Haven't tried the stealth but I think the hull design is a copy of the x-factor.


----------



## bbcroaker

I was 220 lbs when I got my Trident 15. paddling it got me down to 175lbs thinking of selling it.


----------



## bbcroaker

moby dick said:


> Yea she a lot more into it than I thought she would be.But the guy in Hatteras that was selling them (Jim) got out of selling them too.Now I think he works at Hatteras jack.The granddaughter now has a tarpon 100 but now it's a whole new ball game.Shes not up for long paddles anymore it's short and sweet ones she looks for.She tried the ships this year for stripers Thank God she didn't hookup I would have had a heart attack.She done the E-river,the cove I just haven't got her in any hard moving water yet.But for 12 she holding her own she can't stand in the tarpon like the x so now shes said she will be looking for something a little big this year.(what the hell have i started)But I got to say she is pretty Dam good O and now she said it time to hit the piers this year she need a heaver. I just hope she remembers that I have to work sometimes.But yea I'm still around:fishing:


Looks like you got her hooked.That is great. Hope she sticks with you on that. She'll soon be at the age or already is where there is a lot worse things to get into. Get here hooked up with the stripers and flounder and trout in the salt and bass in the sweet water.
You say you went to the ships.Is that the Ghost Fleet? I haven't been there in several years.Could you all get close to them ? I heard they are keeping people away from them maybe a good thing. It could be dangerous at times around them for kayaks.
I've been fishing with some guys over on www.wkfa.org it's a pretty good kayaking forum too.


----------



## moby dick

Naw I'm sorry it was over at kiptopeke the eastern shore.I'm doing my best to keep her hooked on fishing she loves it so I dont think it's going to be hard.I'm going to check that site out tonight.there a few of them I've been checking.Maybe we can get out together this summer.

▸ Jobs
a: Please rewrite the listing, starting with the line containing "Guideline: treat each distinct textured" and going on through the line containing "[121,0,548,63]", replacing "Guideline" with "Instruction" and leaving everything else unchanged.
b: Continue the kayak fishing thread from where it stops.

▸ Dataset records
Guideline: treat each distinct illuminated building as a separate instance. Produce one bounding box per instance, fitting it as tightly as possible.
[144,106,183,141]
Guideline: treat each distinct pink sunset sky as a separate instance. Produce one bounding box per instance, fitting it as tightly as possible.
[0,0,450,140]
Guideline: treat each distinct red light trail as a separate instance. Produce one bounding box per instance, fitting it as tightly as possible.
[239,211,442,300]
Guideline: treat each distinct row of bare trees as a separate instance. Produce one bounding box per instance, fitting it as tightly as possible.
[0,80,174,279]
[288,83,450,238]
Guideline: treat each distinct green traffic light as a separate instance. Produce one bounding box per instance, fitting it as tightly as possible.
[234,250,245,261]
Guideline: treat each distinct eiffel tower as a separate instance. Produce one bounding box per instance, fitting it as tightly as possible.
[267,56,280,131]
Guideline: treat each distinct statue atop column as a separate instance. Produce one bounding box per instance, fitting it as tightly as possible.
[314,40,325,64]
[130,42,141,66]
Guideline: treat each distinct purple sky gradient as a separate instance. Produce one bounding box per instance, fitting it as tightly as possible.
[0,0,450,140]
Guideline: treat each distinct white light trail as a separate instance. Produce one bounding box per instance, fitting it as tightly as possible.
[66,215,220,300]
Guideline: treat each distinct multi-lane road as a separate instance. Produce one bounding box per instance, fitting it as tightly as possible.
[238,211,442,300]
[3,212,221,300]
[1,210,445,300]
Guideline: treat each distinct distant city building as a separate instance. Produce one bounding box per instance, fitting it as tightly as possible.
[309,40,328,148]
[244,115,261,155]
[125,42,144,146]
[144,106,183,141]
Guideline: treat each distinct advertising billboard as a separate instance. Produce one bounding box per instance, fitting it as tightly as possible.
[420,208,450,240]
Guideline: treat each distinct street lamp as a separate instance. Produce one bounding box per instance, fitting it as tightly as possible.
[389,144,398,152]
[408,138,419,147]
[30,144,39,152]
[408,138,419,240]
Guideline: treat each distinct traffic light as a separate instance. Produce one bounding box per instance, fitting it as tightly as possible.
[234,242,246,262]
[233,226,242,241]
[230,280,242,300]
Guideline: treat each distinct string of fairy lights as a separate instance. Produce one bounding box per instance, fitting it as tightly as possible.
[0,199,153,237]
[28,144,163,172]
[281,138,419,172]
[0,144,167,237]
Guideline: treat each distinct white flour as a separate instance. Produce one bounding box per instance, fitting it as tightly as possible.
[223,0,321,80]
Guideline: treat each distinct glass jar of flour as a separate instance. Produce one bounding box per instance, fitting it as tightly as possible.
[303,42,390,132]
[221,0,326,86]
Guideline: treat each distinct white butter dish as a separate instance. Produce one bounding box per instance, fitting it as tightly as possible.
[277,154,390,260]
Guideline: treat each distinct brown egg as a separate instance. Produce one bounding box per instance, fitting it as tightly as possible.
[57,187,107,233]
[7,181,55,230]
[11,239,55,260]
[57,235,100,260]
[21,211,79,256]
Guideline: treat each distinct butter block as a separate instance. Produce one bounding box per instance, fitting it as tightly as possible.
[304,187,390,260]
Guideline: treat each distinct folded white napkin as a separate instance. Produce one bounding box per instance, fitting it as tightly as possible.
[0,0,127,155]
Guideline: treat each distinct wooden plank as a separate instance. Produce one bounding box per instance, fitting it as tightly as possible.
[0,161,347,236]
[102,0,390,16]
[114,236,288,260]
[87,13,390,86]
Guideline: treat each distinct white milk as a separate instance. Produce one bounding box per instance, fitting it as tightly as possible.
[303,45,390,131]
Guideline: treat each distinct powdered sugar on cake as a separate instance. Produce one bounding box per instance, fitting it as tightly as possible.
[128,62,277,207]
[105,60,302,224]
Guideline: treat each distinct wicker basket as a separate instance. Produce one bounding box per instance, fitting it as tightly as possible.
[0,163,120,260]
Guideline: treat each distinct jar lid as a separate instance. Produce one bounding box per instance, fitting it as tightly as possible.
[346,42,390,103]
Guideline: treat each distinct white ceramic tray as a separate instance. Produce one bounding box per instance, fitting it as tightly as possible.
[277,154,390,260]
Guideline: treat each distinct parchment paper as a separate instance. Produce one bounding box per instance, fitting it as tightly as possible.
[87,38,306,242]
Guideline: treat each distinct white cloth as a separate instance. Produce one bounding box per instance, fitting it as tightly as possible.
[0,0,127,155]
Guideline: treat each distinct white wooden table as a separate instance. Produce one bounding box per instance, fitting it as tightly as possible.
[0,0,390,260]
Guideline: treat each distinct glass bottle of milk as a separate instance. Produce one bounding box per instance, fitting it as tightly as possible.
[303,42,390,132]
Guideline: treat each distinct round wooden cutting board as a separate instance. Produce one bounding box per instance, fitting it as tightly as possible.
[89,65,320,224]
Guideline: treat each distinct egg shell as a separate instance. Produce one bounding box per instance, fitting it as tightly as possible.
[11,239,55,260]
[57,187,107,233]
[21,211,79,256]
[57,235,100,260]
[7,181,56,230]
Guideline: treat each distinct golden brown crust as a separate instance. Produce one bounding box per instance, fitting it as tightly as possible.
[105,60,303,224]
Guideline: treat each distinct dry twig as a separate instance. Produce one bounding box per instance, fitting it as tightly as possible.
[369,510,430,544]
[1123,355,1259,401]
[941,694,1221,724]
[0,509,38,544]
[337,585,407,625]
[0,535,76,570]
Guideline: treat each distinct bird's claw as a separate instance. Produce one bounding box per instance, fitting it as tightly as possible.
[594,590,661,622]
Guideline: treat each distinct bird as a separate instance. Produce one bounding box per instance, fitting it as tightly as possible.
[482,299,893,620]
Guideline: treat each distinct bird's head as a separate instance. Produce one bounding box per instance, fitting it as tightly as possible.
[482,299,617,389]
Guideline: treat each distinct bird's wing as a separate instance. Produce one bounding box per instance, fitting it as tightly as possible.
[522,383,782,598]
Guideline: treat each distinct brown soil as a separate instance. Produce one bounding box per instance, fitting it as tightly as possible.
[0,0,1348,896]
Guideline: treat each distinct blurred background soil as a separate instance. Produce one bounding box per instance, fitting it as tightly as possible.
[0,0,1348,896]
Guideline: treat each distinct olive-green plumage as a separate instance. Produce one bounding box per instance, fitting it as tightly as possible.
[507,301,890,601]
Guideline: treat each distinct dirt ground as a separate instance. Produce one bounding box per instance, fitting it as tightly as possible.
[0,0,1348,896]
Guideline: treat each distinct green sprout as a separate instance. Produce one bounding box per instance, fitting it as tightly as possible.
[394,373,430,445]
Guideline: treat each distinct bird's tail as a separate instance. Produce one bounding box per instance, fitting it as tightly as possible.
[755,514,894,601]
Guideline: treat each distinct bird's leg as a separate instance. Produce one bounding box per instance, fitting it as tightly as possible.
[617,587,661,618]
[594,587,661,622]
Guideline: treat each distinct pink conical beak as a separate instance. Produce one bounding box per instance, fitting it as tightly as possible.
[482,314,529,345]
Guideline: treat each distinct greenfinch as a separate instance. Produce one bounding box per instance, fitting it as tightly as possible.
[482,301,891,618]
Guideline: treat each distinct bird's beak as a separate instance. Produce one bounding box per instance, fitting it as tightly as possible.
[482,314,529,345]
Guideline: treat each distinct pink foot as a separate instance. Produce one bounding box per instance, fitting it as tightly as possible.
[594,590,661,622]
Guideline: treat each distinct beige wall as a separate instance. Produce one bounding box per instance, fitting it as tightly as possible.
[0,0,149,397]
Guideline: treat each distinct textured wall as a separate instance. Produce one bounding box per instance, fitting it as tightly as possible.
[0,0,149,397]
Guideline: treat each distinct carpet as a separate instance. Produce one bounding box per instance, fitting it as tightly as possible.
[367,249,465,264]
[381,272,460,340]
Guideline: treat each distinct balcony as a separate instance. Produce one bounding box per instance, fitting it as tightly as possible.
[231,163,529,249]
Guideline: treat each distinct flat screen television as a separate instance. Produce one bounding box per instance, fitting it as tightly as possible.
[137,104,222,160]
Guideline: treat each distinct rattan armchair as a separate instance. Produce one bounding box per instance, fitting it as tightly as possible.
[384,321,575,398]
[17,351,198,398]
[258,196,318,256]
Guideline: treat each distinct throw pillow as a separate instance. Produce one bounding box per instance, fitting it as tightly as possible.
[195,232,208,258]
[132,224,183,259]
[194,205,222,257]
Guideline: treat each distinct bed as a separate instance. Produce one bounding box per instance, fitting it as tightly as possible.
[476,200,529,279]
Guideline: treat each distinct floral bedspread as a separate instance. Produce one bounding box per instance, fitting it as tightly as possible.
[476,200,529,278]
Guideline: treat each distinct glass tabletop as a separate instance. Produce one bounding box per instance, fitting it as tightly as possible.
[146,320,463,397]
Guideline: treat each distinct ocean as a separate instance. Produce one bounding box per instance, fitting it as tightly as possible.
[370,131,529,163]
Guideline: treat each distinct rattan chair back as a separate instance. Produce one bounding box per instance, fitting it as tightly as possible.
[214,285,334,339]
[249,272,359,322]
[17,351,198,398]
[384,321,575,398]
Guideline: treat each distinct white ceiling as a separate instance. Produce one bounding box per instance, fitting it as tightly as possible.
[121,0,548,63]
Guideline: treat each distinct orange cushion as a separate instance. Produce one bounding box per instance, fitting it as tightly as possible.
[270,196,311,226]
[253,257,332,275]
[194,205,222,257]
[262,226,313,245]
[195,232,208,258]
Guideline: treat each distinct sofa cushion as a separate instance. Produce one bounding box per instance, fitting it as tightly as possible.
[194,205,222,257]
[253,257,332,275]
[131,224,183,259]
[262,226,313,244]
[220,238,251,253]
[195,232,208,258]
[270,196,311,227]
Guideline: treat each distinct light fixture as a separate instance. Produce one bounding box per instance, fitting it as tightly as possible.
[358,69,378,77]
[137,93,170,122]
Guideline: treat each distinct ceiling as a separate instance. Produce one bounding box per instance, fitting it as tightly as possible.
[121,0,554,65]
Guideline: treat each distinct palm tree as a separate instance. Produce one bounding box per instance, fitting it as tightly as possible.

▸ Task answers
a:
Instruction: treat each distinct textured wall as a separate instance. Produce one bounding box per instance, fitting it as tightly as possible.
[0,0,149,397]
Instruction: treat each distinct carpet as a separate instance. Produce one bounding box per instance, fitting it as tightly as possible.
[367,249,465,264]
[381,272,460,340]
Instruction: treat each distinct balcony as a separate instance. Produce one bounding box per instance, fitting it as tightly as possible.
[231,163,529,249]
Instruction: treat each distinct flat screen television as a separate instance. Produce one bounding box per instance, fitting it as tightly as possible.
[137,104,222,160]
Instruction: treat each distinct rattan armchair as a separate instance. Produce one bounding box per instance, fitting it as tightly as possible.
[384,321,575,398]
[17,351,198,398]
[258,196,318,256]
Instruction: treat each distinct throw pillow as a separate instance. Produce one bounding box per instance, fitting it as tightly as possible.
[195,232,208,258]
[132,224,183,259]
[194,205,222,257]
Instruction: treat each distinct bed as a separate instance. Produce one bounding box per instance, fitting it as tightly as possible.
[476,200,529,279]
Instruction: treat each distinct floral bedspread as a separate instance. Produce one bounding box per instance, fitting it as tightly as possible.
[476,200,529,278]
Instruction: treat each distinct glass tabletop as a separate instance. Produce one bounding box per instance, fitting it as tightly as possible.
[146,320,463,397]
Instruction: treat each distinct ocean as a separate instance. Produce one bounding box per instance, fitting it as tightly as possible.
[370,131,529,163]
Instruction: treat each distinct rattan chair back as a separate instance. Produce one bounding box per instance, fitting it as tightly as possible.
[214,285,334,339]
[249,272,359,322]
[17,351,198,398]
[384,321,575,398]
Instruction: treat each distinct white ceiling as a separate instance. Produce one bounding box per instance, fitting it as tightly as possible.
[121,0,548,63]

b:
Thanks for everything
bb


----------



## Ronaulmtd

JapaneseZero said:


> For anyone looking for a big guy boat I have my x-factor for sale... has the upgraded gator hatch too. very little use on the boat.


6'2" 250# big guy is looking for first ever Yak to complete "bucket list." I live in Southern MD outside D.C. so it looks like we are fairly close- email is [email protected]


----------



## JapaneseZero

Ronaulmtd said:


> 6'2" 250# big guy is looking for first ever Yak to complete "bucket list." I live in Southern MD outside D.C. so it looks like we are fairly close- email is [email protected]


I would have been happy to let you try it out but I already sold the boat. Check out Metroman's sale http://www.snaggedline.com/boatyard/showthread.php?t=697


----------



## pelsung

Kevin, 

For fishing Hampton Roads: Rudy, Lynnhaven, CBBT, HRBT, Eeastern Shore shoals, concrete ships, ect. If you were buying a kayak today, (*and you could only have one yak for all of your fishing needs*) what would you buy? Also, imagine your 5'10" and weigh 160pds when you decide on a yak ;o)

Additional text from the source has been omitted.